Number each line of the rows from the first one through the line containing "M 54 73 L 53", both included, and list them in order, skipping any blank lines.

────────

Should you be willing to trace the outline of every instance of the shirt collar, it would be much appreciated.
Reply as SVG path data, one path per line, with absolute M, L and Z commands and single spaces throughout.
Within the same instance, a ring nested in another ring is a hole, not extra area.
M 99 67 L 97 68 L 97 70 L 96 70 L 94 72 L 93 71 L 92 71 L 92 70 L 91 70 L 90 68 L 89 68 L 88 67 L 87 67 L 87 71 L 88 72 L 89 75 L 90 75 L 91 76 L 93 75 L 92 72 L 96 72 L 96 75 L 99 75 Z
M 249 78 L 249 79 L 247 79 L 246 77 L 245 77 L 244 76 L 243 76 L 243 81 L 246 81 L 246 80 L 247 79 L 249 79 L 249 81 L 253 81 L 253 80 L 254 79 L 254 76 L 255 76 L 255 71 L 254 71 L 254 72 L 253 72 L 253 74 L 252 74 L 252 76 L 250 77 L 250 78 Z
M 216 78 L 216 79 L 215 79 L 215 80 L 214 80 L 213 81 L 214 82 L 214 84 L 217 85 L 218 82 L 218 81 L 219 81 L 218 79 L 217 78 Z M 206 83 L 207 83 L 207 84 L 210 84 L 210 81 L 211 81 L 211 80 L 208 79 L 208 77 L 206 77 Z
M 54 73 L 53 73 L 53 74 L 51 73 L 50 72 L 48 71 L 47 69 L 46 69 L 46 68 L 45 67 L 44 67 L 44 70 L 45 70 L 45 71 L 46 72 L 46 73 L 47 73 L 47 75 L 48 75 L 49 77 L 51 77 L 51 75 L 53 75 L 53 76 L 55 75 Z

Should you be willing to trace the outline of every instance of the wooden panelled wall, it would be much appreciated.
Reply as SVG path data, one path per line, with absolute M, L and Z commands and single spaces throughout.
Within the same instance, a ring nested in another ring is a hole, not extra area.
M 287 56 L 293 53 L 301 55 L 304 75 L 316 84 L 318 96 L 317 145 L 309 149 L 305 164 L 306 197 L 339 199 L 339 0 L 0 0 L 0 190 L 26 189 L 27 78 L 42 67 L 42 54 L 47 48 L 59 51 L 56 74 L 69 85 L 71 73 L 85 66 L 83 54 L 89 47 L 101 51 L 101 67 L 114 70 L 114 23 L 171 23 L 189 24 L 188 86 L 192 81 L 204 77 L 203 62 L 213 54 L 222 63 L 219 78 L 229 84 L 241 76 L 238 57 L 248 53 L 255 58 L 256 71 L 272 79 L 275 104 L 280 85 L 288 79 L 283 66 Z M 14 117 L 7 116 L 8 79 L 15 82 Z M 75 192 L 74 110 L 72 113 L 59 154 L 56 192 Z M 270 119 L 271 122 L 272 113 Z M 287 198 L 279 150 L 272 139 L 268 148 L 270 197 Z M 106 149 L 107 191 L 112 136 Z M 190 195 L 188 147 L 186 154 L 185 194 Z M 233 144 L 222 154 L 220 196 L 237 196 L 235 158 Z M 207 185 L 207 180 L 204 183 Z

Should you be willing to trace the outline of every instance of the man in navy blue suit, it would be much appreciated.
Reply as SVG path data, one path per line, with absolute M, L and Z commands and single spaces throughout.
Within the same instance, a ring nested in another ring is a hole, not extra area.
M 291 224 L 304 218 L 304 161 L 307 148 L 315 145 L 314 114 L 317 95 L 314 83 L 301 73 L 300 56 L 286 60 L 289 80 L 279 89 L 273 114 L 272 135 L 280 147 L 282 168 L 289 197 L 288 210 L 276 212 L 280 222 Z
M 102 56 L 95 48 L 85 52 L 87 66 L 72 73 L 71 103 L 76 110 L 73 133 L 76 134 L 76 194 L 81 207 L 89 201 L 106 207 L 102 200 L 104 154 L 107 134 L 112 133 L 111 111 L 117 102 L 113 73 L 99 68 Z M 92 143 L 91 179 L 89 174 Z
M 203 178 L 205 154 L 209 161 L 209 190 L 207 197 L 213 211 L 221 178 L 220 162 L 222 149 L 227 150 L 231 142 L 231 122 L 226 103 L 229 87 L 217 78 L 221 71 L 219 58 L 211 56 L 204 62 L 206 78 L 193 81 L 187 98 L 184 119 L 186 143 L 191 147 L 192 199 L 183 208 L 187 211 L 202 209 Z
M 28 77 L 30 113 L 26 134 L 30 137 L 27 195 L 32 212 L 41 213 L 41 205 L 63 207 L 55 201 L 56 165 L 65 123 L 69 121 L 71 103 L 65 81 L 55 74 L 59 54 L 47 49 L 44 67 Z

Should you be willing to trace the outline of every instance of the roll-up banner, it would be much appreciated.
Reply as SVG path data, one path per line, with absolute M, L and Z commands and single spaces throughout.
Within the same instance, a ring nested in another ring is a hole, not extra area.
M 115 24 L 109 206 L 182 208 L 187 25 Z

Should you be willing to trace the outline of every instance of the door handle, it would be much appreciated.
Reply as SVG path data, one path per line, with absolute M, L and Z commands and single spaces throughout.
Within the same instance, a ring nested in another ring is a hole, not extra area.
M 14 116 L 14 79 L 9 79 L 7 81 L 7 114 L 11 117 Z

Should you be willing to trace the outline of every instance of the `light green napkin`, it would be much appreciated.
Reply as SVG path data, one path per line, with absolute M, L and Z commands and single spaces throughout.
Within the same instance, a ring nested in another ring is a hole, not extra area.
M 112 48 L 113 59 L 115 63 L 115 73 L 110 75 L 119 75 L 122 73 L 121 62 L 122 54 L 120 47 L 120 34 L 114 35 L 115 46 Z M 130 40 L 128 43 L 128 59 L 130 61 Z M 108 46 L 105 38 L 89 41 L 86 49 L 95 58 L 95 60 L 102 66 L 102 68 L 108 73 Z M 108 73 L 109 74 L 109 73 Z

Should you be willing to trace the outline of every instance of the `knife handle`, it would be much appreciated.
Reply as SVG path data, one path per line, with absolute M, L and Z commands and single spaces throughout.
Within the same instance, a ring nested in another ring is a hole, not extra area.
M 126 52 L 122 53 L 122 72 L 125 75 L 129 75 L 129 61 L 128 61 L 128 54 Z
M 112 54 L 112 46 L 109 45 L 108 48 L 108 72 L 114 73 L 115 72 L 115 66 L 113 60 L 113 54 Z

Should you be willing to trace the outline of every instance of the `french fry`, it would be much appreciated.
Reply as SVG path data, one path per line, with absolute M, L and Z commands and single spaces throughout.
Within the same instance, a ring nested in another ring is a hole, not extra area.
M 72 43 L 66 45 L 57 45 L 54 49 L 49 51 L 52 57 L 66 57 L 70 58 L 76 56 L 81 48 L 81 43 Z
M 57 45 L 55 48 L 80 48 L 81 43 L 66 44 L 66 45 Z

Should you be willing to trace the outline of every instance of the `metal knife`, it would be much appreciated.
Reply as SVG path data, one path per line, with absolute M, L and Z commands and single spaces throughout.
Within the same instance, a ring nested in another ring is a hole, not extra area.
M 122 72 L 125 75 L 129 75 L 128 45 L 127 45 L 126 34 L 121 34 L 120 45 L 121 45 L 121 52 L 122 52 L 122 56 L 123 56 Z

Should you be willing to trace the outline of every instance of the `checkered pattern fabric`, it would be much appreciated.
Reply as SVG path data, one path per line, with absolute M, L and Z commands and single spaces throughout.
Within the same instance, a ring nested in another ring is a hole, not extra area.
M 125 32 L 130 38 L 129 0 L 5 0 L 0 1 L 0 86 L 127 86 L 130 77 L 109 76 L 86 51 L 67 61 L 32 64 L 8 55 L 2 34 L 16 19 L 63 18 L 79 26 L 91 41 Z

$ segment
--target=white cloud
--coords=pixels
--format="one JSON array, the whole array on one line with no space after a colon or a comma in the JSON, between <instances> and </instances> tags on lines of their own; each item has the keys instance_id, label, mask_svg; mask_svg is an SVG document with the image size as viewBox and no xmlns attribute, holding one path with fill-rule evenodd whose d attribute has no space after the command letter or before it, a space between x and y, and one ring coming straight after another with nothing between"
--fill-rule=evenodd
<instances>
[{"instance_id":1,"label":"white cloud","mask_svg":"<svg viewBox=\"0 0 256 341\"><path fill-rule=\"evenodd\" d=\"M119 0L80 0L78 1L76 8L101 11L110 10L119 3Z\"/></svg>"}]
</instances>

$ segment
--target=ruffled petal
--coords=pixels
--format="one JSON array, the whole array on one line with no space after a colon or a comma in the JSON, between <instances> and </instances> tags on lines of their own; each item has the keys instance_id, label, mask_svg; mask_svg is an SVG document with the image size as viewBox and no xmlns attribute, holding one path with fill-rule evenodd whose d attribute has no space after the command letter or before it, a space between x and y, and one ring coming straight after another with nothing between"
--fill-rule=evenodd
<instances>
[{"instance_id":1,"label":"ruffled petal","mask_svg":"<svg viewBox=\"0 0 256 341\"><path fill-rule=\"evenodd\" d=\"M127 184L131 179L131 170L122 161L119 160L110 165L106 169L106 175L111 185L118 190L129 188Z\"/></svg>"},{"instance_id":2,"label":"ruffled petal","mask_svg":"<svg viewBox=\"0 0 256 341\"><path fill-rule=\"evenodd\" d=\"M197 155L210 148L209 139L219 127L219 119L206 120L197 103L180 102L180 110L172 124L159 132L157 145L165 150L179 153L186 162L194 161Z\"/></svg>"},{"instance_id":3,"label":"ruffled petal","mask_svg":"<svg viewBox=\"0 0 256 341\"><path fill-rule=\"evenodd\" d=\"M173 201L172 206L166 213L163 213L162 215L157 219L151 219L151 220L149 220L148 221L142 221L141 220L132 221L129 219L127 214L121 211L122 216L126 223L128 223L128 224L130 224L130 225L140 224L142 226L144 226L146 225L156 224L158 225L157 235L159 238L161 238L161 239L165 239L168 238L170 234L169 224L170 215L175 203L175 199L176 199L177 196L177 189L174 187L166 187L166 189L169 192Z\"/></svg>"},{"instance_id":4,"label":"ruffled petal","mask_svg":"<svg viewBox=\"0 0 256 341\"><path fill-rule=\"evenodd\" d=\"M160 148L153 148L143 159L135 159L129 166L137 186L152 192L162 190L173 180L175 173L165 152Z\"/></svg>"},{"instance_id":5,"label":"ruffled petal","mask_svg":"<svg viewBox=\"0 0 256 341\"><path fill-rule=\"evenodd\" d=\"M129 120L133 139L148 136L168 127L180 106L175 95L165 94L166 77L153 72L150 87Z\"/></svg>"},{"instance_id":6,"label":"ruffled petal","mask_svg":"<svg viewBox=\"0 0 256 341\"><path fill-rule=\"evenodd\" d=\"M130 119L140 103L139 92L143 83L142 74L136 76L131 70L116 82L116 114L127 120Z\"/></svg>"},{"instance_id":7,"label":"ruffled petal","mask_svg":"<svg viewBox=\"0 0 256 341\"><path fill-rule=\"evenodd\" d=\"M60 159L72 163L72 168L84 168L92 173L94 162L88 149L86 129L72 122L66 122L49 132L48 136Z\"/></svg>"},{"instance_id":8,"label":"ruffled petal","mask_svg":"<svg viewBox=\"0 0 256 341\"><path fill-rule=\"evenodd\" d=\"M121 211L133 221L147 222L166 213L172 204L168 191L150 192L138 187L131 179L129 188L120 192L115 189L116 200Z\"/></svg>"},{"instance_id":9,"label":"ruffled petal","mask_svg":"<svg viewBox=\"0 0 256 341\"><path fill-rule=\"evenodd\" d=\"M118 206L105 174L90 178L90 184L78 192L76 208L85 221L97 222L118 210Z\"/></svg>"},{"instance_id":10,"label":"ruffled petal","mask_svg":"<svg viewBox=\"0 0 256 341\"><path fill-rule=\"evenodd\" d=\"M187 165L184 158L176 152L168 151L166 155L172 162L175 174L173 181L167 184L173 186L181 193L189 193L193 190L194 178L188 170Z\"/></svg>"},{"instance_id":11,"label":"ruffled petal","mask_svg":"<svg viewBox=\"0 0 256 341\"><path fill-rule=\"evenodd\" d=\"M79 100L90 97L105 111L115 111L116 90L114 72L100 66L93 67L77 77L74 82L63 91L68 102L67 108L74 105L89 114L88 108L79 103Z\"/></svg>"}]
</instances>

────────

COMPLETE ANSWER:
1. Should you be willing to trace the outline of every instance of the shirt collar, it would be much appreciated.
2. Reply as SVG path data, one path per line, with absolute M, L and Z commands and single spaces throughout.
3. Within the same instance, a ring nested in another ring is a hole, not extra area.
4. M 99 67 L 97 68 L 97 70 L 96 70 L 94 72 L 93 71 L 92 71 L 92 70 L 91 70 L 90 68 L 89 68 L 88 67 L 87 67 L 87 71 L 88 72 L 89 75 L 90 75 L 91 76 L 93 75 L 92 72 L 96 72 L 96 75 L 99 75 Z
5. M 249 78 L 249 79 L 247 79 L 246 77 L 245 77 L 244 76 L 243 76 L 243 81 L 246 81 L 246 80 L 247 79 L 249 79 L 249 81 L 253 81 L 253 80 L 254 79 L 254 76 L 255 76 L 255 71 L 254 71 L 254 72 L 253 72 L 253 74 L 252 74 L 252 76 L 250 77 L 250 78 Z
6. M 216 78 L 216 79 L 215 79 L 215 80 L 214 80 L 213 81 L 214 82 L 214 84 L 217 85 L 218 82 L 218 81 L 219 81 L 218 79 L 217 78 Z M 206 83 L 207 83 L 207 84 L 210 84 L 210 81 L 211 81 L 211 80 L 208 79 L 208 77 L 206 77 Z
7. M 54 73 L 53 73 L 53 74 L 51 73 L 50 72 L 48 71 L 47 69 L 46 69 L 46 68 L 45 67 L 44 67 L 44 70 L 45 70 L 45 71 L 46 72 L 46 73 L 47 73 L 47 75 L 48 75 L 49 77 L 51 77 L 51 75 L 53 75 L 53 76 L 55 75 Z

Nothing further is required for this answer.